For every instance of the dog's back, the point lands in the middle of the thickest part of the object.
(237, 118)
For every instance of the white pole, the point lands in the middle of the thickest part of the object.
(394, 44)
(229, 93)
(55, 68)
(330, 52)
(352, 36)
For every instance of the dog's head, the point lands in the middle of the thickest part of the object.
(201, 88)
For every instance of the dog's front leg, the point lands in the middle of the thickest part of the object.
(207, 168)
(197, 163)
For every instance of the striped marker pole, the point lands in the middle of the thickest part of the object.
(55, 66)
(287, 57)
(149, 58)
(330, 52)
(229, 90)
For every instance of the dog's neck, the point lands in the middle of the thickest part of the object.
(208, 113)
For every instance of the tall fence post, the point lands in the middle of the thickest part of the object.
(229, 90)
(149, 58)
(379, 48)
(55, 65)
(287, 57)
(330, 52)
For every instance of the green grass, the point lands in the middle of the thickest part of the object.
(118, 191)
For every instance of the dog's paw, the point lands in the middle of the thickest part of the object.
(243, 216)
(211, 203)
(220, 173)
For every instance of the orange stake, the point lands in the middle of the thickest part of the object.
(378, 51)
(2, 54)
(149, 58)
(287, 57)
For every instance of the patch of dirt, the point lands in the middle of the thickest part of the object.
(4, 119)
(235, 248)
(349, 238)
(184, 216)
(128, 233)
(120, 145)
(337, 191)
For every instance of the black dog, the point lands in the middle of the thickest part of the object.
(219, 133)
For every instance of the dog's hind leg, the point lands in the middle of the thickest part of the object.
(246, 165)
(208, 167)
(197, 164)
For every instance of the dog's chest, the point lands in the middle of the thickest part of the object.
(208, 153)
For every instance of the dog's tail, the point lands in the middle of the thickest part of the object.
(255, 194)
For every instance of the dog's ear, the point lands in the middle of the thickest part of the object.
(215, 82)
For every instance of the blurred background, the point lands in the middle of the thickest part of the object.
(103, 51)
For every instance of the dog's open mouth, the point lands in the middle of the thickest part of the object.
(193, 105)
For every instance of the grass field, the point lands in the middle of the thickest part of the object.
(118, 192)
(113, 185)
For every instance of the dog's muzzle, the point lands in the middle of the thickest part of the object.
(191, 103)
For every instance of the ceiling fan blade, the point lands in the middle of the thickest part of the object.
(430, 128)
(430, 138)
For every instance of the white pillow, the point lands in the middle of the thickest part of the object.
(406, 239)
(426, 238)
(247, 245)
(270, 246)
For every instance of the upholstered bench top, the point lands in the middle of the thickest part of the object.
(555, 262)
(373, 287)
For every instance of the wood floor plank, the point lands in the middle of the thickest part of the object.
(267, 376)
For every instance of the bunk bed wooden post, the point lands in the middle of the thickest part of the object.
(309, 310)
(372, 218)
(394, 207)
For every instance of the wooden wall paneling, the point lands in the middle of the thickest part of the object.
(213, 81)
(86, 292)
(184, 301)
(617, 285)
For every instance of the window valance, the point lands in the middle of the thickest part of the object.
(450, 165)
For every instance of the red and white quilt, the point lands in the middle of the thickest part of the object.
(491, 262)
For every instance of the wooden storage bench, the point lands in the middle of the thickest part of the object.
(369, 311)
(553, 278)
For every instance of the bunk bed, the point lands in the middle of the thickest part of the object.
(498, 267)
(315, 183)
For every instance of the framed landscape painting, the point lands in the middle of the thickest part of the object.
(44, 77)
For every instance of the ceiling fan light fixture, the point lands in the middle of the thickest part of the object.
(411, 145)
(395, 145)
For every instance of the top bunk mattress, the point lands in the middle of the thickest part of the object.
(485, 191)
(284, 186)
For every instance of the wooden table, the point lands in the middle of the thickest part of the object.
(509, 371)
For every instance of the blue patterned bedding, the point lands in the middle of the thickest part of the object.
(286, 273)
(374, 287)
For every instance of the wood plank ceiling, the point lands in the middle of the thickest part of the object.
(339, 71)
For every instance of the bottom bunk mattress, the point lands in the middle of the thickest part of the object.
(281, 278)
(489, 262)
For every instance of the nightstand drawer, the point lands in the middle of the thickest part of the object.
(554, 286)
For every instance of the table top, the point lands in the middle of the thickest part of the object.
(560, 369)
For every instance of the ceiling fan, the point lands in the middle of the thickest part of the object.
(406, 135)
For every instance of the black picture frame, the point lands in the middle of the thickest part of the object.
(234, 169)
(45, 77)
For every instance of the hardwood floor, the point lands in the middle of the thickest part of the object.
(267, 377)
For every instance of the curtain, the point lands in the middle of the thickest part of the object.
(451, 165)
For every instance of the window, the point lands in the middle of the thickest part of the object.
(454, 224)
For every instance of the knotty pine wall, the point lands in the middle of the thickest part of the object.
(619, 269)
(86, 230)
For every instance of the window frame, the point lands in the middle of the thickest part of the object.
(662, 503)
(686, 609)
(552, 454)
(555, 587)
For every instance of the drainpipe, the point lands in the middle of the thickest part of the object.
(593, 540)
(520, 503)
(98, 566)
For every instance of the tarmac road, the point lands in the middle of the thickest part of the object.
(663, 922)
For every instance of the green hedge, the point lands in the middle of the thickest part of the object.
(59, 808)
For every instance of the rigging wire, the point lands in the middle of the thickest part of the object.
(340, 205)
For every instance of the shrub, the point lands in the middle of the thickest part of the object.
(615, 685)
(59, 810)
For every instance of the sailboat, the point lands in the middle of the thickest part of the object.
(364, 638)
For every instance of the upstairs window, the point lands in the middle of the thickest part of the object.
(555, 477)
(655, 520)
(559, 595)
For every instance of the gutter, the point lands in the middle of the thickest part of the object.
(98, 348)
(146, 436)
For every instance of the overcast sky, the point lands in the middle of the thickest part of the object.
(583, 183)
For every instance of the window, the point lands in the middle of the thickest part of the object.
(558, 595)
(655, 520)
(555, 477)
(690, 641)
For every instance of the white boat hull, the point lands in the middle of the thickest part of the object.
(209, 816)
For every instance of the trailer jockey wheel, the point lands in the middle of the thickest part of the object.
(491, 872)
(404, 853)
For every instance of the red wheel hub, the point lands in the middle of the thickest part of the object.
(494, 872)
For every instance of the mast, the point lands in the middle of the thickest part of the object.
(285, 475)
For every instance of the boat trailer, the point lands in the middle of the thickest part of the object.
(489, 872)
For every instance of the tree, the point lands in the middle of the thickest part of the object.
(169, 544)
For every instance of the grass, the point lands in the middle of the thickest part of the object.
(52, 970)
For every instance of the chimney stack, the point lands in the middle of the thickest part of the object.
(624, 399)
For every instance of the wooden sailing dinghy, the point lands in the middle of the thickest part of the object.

•••••

* **Problem requirements**
Nothing may be left out: return each entry exactly as it reads.

* **Reply**
For every instance of the dog's back, the point lands in the middle of the thickest part of the object.
(237, 118)
For every instance of the white pole, the point lands in the middle of the thickest part of the object.
(394, 44)
(229, 93)
(55, 68)
(330, 52)
(352, 36)
For every instance of the dog's head, the point lands in the middle of the thickest part of the object.
(201, 88)
For every instance of the dog's front leg, the point lands in the middle of the thickest part of the object.
(207, 168)
(197, 163)
For every instance of the striped marker pole, the point lands in the middle of the thickest part of the object.
(55, 66)
(287, 57)
(149, 58)
(330, 52)
(229, 90)
For every instance of the dog's neck, the point lands in the middle of the thickest part of the object.
(208, 113)
For every instance of the tall fence post, the point lands in the middle of the thickest part of the object.
(229, 90)
(149, 58)
(379, 48)
(55, 65)
(287, 57)
(330, 52)
For every instance of the green grass, the point lands in the middle of the thickest part of the object.
(118, 191)
For every instance of the dog's paw, the point lands in the middle of the thickest part of the object.
(243, 216)
(211, 203)
(220, 173)
For every instance of the orange stake, the point lands in the middle of the thickest part of the object.
(378, 51)
(2, 54)
(149, 58)
(287, 57)
For every instance of the patch of dirt, the point lands in the middle of the thickest part of the object.
(4, 119)
(235, 248)
(349, 238)
(184, 216)
(128, 233)
(120, 145)
(337, 191)
For every instance of the black dog, the point lands in the middle of the thickest part of the object.
(219, 133)
For every instance of the dog's hind leg, the point lands in the middle of the thickest part of the object.
(246, 165)
(208, 167)
(197, 164)
For every instance of the dog's chest, the point lands in the middle of the thickest part of the object.
(208, 153)
For every instance of the dog's tail, the point lands in the middle of the thickest part of the object.
(255, 194)
For every instance of the dog's ear, the point lands in the middle of the thickest part of the object.
(215, 82)
For every instance of the blurred background, the point lands in the middle of the thickest part of the object.
(103, 51)
For every instance of the dog's open mouth, the point lands in the middle of the thickest part of the object.
(193, 105)
For every instance of the grass field, the point lands in the middle of the thickest part of the object.
(118, 192)
(113, 185)
For every instance of the dog's muzzle, the point lands in the middle of the thickest part of the object.
(191, 103)
For every instance of the ceiling fan blade, the point lands in the middle of the thickest part of the object.
(430, 128)
(430, 138)
For every instance of the white pillow, the point lands in the middle of the thickest part of the object.
(406, 239)
(426, 238)
(247, 245)
(270, 246)
For every instance of the upholstered bench top, the point lands in the middle of the thickest part of the object.
(555, 262)
(373, 287)
For every instance of the wood floor plank, the point lands in the middle of the thickest part of the object.
(267, 376)
For every instance of the bunk bed wooden post, the point lands in the middle of the thickest part of the object.
(309, 310)
(372, 218)
(394, 207)
For every instance of the wooden wall paneling, the point lands in the middle of the thickest part of the object.
(213, 81)
(86, 292)
(184, 301)
(617, 285)
For every instance of the window valance, the point lands in the middle of the thickest part of the object.
(450, 165)
For every instance of the red and white quilt, the point lands in the middle of the thickest part of the object.
(491, 262)
For every instance of the wooden storage bench, the point lands in the middle of the thickest part of the object.
(369, 311)
(553, 278)
For every instance of the bunk bed, the point lands in the middle of the thickest part of the object.
(498, 267)
(315, 183)
For every instance of the framed landscape painting, the point lands in the middle of the thickest part of the object.
(44, 77)
For every instance of the ceiling fan light fixture, the point lands in the middle of the thickest part of the object.
(411, 145)
(395, 145)
For every instance of the top bunk mattress, the point lands in the middle of the thickest part of the object.
(485, 191)
(284, 186)
For every instance of the wooden table, the point lands in the middle of the thickest part of the object.
(509, 371)
For every instance of the blue patterned bedding, the point lands in the middle of the thickest part of the object.
(286, 273)
(374, 287)
For every instance of the wood plank ceiling, the point lands in the middle of the thickest part of the object.
(339, 71)
For every instance of the bottom bunk mattress, the point lands in the middle of the thickest part of the object.
(281, 278)
(489, 262)
For every instance of the nightstand drawer, the point lands in the middle of the thickest part of the object.
(554, 286)
For every instance of the table top, the point lands in the middle of the thickest part of the object.
(560, 369)
For every instance of the ceiling fan, the point lands in the middle of the thickest part of the object.
(406, 135)
For every instance of the black picture frame, the point lands in the middle of the thickest part of the object.
(234, 169)
(45, 77)
For every instance of the hardwood floor, the point lands in the middle of the thickest part of the object.
(267, 377)
For every instance of the curtain, the point lands in the middle of the thickest part of the object.
(451, 165)
For every instance of the window, the point lands in the middle of the thickest part of the object.
(454, 224)
For every instance of the knotty pine wall, the point lands in the middle of the thickest part of the object.
(619, 269)
(86, 230)
For every instance of the window frame, the point lands in the middle of the thickest part of the object.
(662, 503)
(686, 609)
(552, 454)
(555, 587)
For every instance of the drainpipe, the point lands in the middle of the thickest part of the object.
(593, 540)
(520, 503)
(98, 566)
For every instance of the tarmac road, the point lands in the middle of the thickest part of the object.
(663, 922)
For every instance of the green hedge, the point lands in the middle of the thickest part of the object.
(59, 808)
For every instance of the rigging wire, the point lands in the middle of the thickest part of the object.
(340, 205)
For every instance of the shrub, the point lands in the middle of the thickest part of the object.
(615, 685)
(59, 810)
For every instance of the sailboat, the point lands in the middle of the thickest part of the object.
(364, 638)
For every instance of the upstairs window, the point lands in the middle of the thickest part of the object.
(555, 477)
(655, 520)
(559, 595)
For every instance of the gutter, the point lands in the middle of the thickest part of the object.
(98, 348)
(146, 436)
For every instance of the overcast sky, the point lands in the middle of the thickest part of the object.
(583, 183)
For every instance of the window, the point lands in the middle of the thickest part of the object.
(558, 595)
(655, 520)
(555, 477)
(690, 641)
For every instance of the white boat hull, the point lands in the middle of the thickest part of the object.
(209, 816)
For every instance of the trailer jockey wheel, the point lands in the middle of the thickest part of the object.
(491, 872)
(404, 853)
For every instance of the red wheel hub, the point lands in the middle of the thickest part of the object.
(494, 872)
For every instance of the mast, the point lands in the middle of the thickest part of the object.
(285, 475)
For every instance of the boat trailer, the point lands in the middle of the thickest part of the object.
(489, 872)
For every instance of the tree, the point lands in the middle of the thickest part of the object.
(169, 544)
For every instance of the grass, the point lands in the middle of the thickest part of the object.
(52, 970)
For every instance of the chimney stack, the point lands in the middle of the thickest part of the object.
(624, 399)
For every instance of the wooden sailing dinghy, the point lands in the middle of the thickest part of the object.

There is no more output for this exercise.